* Stated exercise 1 *
From the passage on lobster exports, list every person and every company it names.
* Stated exercise 2 *
Please transcribe the part of the passage on lobster exports that opens with the words containing "But the introduction" and closes with "stock of seafood.".
* Stated exercise 3 *
Write the next part of the passage on lobster exports, picking up after its final sentence.

* Selected extract *

It was a lucrative business for owner-operator boats and exporting companies that capitalised on an initiative largely pioneered via the Chatham Islands fishery in the late 1960s. The lobster had to be a minimum size and egg-bearing females were returned to the water but otherwise there was no limit on quantities. The lobster was usually frozen on the boats and taken to processing plants for packaging.

But the introduction of the QMS forced change.  The reason the government introduced the system was to manage the increasingly depleted stock of seafood. 

Those involved in the industry in Southland foresaw the large cuts in quantities that would be forced on them and knew that they had to prioritise greater value for the lobster that they were allowed to land.

John Steffens, a director of the Fiordland Lobster Company, says the solution was provided from another part of the country. His friend, Bay of Plenty fisherman Alan Gard, a director of Mt Maunganui Seafoods, had already started exporting live lobster to Japan with obvious benefits.

“They were sending off the whole animal and getting as much per kilo as we were getting for just the tails - and in the process we were losing 60 percent of the (landed weight) crayfish. Obviously we had to move towards exporting live,” John said.
There were risks involved in the change, not the least of which being that the lobster could die before being sent overseas or arrive at its ultimate destination dead and of no value. There were also logistics problems in transporting the catch quickly from remote areas.

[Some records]
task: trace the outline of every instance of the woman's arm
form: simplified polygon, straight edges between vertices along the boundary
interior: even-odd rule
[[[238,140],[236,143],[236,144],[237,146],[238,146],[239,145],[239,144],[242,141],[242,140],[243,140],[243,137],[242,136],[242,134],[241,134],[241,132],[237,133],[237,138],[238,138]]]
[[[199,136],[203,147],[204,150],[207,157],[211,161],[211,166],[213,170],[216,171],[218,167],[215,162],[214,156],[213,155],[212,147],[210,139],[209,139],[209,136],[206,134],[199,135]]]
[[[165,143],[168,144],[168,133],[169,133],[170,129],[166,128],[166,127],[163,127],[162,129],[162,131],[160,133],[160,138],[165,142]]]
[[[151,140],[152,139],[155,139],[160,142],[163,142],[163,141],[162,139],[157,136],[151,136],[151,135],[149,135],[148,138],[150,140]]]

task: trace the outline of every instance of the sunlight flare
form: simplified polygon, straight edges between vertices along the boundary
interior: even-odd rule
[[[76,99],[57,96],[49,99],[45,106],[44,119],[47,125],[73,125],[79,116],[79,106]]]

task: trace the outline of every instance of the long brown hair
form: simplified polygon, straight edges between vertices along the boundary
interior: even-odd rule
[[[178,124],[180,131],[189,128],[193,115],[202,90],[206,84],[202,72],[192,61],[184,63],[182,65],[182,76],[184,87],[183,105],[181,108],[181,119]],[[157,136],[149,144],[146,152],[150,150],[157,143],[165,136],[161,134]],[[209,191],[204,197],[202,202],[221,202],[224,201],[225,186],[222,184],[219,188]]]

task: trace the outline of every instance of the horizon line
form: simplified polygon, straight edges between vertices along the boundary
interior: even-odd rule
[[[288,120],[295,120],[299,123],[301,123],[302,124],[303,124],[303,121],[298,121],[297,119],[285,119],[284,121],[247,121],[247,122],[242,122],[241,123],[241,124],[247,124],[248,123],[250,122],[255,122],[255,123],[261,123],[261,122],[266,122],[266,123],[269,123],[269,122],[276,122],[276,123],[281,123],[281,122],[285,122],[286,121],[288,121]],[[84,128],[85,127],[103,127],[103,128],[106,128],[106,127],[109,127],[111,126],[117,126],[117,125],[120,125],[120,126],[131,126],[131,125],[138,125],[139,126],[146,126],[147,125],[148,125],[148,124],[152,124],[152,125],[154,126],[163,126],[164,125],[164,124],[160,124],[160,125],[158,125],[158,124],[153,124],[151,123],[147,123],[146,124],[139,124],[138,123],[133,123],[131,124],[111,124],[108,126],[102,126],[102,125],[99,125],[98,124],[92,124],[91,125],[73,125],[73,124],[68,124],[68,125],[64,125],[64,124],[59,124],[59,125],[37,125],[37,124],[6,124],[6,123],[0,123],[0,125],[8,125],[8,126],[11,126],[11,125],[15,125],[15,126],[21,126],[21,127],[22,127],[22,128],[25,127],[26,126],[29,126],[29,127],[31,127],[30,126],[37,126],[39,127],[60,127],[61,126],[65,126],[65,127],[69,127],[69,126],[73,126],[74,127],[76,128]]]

* Exercise response 1 *
- John Steffens
- Alan Gard
- Fiordland Lobster Company
- Mt Maunganui Seafoods

* Exercise response 2 *
But the introduction of the QMS forced change.  The reason the government introduced the system was to manage the increasingly depleted stock of seafood.

* Exercise response 3 *
Exporting to Japan brought other challenges - the language, the need to build new relationships with importers, a change in the way the product was marketed.

Massa Kanno, the major shareholder in Mt Maunganui Seafoods, owned a 40-metre Japanese tuna pole vessel which was commissioned as a floating live lobster depot in Doubtful Sound. An old coastal trader, Kotonui in Milford Sound, was used to swim fish in a Para pool.

For two years the Southlanders  worked closely with the Mt Maunganui company and in particular Kanno, a Japanese businessman with a chain of restaurants in Japan and the buyer of the lobster.

The Fiordland Lobster Company was formed in 1990. Some 15 fishermen took 50 percent of the shareholding, the rest being shared by the Mt Maunganui firm, Gard and Kanno.

The lobster were processed in Te Aanu, the company turning an old builder's shed into a plant, complete with two concrete seawater tanks, freezers, chillers and a packing room.  The export of frozen tails continued for a while longer.

The new operation brought more jobs and money to Te Anau which already enjoyed the benefits of farming, tourism and venison recovery.

In the first year the company handled and exported 60 tonnes of lobster.

John says the first 10 years were “a bit of a struggle”.

“We had our successes and our failures but we grew a bit each year.”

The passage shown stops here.